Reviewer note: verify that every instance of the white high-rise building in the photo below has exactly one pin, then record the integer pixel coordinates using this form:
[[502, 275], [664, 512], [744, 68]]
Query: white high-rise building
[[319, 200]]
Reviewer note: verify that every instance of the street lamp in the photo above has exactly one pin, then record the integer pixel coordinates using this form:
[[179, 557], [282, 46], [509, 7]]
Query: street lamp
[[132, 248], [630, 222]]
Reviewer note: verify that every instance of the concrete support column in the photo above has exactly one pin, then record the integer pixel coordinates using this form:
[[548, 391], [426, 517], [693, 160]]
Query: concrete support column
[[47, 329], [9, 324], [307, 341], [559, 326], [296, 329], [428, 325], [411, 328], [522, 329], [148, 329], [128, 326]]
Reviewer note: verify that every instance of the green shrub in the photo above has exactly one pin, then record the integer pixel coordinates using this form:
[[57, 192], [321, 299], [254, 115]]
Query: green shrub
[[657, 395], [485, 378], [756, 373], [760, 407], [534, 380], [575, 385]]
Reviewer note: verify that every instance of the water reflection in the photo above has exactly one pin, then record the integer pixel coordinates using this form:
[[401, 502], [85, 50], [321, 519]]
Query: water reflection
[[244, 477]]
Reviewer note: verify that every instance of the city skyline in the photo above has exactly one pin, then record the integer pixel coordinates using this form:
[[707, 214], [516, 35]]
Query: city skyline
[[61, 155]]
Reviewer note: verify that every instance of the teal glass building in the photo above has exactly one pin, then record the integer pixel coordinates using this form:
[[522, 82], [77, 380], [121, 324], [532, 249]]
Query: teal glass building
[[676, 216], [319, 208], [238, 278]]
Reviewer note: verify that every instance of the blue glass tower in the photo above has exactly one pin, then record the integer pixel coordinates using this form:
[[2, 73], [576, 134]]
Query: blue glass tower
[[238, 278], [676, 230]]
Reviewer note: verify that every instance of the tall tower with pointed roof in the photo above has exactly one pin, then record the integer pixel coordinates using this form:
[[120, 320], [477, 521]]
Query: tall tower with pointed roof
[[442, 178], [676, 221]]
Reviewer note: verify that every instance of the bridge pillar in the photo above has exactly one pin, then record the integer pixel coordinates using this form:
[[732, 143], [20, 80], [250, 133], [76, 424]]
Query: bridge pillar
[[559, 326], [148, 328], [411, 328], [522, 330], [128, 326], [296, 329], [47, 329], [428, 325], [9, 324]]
##########
» Your goal
Can you turn the records above into a Markdown table, starting at their first line and stopping after the line that contains "[[132, 248], [630, 222]]", with columns named Row and Text holding a row number and the line, and with any blank lines left out?

» Task answer
| Row | Text |
|---|---|
| 1 | Reviewer note: verify that every instance of the white high-rise building in the photo below has exactly one pin, then record the integer pixel coordinates using this form: |
| 2 | [[502, 275], [664, 512], [744, 68]] |
| 3 | Query: white high-rise building |
| 4 | [[319, 200]] |
| 5 | Reviewer note: verify that every instance of the street lamp in the photo above has exactly one pin, then record the integer pixel coordinates using this form: |
| 6 | [[179, 557], [282, 46], [509, 7]] |
| 7 | Query: street lamp |
| 8 | [[132, 248], [630, 222]] |